Por otra parte, su trabajo también alcanzó notoriedad al ilustrar libros de escritores como Cintio Vitier, Eliseo Diego, Carilda Oliver, y hasta el mismísimo Juan Ramón Jiménez –premio Nobel de Literatura en 1956–, para cuyo libro, Platero y yo, realizó las viñetas en 1943. Igualmente, impresionó a la bailarina Alicia Alonso, con diseños escenográficos para los decorados de las obras del ballet clásico.
Para Roberto Cobas Amate, curador de Arte Cubano, del Museo Nacional de Bellas Artes (mnba), a lo largo de los años Diago fue injustamente considerado una extensión colateral de la obra de Wifredo Lam, por su cercanía con la estética y los temas tratados por Lam; sin embargo, es justo reconocerlo como una figura relevante en el abordaje del tema afrocubano:
«Su mundo mágico es absolutamente original y primitivo, y esta apreciación fue la que representó en su cosmovisión. Su manera de entender lo afrocubano le hizo caminar por un sendero paralelo y convergente que permite identificar un terreno en común, pero distinto al de Lam».
Con certeza, él es un artista excepcional de la plástica cubana del siglo xx, de un talento transgresor e irreverente. Sus obras, al decir del especialista, poseen un fulgor «que llega a nuestros días y aún nos ilumina».

● ● ● ● ●

→ Descripción de la tarea:
Por favor, transcribe del fragmento sobre Diago la parte que empieza con las palabras que contienen "Por otra parte, su" y termina con "del ballet clásico.".

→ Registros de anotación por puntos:
● ● ● ● ●

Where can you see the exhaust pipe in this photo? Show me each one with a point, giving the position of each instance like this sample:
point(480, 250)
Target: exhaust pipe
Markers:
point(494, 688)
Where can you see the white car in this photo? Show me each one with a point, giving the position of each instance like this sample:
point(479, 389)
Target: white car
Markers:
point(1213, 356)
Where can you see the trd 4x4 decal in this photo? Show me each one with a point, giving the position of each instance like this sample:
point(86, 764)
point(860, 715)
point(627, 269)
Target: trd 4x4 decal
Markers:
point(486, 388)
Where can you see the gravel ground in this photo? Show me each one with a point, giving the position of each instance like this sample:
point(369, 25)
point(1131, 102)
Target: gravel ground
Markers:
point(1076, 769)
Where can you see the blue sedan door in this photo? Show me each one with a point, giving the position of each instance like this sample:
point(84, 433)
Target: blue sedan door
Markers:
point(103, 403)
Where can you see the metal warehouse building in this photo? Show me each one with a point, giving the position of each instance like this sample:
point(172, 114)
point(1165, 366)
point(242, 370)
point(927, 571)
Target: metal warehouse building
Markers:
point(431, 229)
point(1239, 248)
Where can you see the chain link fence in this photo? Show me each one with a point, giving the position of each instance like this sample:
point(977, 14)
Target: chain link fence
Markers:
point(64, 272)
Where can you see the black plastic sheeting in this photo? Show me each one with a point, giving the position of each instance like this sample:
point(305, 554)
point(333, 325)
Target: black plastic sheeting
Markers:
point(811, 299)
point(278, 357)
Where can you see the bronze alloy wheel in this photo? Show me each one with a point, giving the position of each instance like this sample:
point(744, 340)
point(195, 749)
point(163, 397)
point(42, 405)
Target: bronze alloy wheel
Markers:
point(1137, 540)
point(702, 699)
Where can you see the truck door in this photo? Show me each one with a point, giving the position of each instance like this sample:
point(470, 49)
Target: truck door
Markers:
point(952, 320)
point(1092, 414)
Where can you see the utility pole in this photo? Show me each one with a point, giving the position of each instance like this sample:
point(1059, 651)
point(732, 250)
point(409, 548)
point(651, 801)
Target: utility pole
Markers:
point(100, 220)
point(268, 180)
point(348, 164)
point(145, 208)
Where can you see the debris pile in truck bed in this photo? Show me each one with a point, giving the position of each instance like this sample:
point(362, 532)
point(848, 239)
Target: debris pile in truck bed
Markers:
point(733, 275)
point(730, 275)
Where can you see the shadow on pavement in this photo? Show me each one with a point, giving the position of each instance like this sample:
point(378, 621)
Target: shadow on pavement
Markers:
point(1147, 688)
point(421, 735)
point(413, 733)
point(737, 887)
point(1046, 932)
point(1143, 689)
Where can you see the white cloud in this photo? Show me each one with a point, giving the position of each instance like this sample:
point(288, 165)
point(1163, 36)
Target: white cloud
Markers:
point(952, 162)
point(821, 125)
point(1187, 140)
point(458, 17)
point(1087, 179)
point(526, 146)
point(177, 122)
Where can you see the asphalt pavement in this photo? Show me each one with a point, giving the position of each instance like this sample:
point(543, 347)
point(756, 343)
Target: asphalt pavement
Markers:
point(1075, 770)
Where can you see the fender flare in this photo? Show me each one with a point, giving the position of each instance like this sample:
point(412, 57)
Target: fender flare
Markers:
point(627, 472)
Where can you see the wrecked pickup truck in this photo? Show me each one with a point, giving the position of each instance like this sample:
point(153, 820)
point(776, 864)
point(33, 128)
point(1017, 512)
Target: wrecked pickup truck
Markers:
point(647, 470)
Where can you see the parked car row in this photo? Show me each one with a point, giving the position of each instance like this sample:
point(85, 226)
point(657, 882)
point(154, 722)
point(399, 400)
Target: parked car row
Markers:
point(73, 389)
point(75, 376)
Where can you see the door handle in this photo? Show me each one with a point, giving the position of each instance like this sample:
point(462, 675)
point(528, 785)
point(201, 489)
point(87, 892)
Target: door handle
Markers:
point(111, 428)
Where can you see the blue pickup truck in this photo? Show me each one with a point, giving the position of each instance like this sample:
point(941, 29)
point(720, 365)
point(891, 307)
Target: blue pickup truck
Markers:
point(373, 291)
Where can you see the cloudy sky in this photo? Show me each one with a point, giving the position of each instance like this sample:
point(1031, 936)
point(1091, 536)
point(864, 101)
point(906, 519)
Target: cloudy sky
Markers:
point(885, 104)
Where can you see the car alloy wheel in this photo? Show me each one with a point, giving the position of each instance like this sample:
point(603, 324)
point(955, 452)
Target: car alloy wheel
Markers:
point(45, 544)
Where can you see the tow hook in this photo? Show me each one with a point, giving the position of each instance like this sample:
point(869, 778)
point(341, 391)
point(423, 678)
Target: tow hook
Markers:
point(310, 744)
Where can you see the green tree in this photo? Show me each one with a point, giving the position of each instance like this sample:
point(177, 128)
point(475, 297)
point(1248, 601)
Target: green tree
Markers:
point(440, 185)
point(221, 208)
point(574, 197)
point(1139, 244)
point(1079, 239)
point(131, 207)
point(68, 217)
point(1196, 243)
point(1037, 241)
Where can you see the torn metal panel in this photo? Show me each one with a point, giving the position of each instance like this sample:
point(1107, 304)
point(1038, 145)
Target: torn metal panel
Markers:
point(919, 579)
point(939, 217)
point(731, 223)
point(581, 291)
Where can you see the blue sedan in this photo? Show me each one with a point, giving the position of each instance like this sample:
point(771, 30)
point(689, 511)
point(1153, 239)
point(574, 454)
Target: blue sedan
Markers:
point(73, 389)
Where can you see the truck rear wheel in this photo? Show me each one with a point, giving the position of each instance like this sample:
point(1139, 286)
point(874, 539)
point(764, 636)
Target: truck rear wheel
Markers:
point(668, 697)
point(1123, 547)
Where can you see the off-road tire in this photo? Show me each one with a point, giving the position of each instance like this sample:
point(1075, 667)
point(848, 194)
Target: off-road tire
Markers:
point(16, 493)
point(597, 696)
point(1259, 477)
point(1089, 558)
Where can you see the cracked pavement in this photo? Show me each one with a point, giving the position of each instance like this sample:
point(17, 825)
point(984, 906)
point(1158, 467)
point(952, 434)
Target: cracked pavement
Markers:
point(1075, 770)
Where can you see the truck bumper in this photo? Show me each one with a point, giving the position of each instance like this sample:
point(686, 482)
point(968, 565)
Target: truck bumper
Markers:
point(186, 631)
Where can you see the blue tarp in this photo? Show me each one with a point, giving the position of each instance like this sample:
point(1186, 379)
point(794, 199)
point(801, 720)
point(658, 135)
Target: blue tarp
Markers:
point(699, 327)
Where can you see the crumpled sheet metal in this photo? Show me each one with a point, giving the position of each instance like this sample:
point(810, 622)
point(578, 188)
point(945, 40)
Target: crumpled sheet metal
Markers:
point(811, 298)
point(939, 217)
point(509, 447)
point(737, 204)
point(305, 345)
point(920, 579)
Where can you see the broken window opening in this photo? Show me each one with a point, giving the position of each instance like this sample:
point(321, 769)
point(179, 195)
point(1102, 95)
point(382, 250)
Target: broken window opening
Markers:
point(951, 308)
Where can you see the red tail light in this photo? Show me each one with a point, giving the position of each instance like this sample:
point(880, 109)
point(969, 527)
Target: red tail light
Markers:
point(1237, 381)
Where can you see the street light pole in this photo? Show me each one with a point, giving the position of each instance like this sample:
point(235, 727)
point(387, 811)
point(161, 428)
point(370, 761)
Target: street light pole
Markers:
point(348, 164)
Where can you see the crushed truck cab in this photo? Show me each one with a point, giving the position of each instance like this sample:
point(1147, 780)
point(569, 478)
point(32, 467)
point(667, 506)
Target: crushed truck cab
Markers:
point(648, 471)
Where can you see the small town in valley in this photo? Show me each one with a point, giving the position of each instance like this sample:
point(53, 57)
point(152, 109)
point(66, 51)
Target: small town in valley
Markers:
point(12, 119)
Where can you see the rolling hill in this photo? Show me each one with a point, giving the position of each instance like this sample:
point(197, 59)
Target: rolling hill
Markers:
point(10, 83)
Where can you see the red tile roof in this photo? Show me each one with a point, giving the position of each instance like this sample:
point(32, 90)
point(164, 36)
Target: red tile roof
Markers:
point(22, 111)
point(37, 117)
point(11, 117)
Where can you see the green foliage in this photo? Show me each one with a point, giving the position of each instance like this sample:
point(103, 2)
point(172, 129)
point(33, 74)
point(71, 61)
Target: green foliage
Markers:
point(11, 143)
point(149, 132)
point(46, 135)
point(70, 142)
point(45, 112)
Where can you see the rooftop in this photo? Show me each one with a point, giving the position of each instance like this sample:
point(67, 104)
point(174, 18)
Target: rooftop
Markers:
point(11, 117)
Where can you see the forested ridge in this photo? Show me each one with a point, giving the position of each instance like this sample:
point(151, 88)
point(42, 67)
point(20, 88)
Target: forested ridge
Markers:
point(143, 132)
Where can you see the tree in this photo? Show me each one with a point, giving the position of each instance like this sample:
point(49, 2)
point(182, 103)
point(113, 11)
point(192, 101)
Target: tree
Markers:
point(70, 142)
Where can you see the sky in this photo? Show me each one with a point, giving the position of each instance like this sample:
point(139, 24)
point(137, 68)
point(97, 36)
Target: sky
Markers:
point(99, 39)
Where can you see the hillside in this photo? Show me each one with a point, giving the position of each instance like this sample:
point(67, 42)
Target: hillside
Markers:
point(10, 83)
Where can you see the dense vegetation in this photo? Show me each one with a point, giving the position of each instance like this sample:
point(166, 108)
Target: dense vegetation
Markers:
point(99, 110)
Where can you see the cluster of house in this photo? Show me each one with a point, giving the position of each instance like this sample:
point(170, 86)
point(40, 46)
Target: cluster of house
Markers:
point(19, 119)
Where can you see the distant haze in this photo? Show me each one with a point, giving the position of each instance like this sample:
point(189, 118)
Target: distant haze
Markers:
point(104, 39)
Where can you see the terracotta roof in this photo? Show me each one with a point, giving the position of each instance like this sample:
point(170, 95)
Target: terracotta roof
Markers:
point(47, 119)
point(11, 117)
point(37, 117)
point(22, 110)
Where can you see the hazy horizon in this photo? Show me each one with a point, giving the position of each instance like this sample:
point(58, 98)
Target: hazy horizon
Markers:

● ● ● ● ●

→ Salida correcta:
Por otra parte, su trabajo también alcanzó notoriedad al ilustrar libros de escritores como Cintio Vitier, Eliseo Diego, Carilda Oliver, y hasta el mismísimo Juan Ramón Jiménez –premio Nobel de Literatura en 1956–, para cuyo libro, Platero y yo, realizó las viñetas en 1943. Igualmente, impresionó a la bailarina Alicia Alonso, con diseños escenográficos para los decorados de las obras del ballet clásico.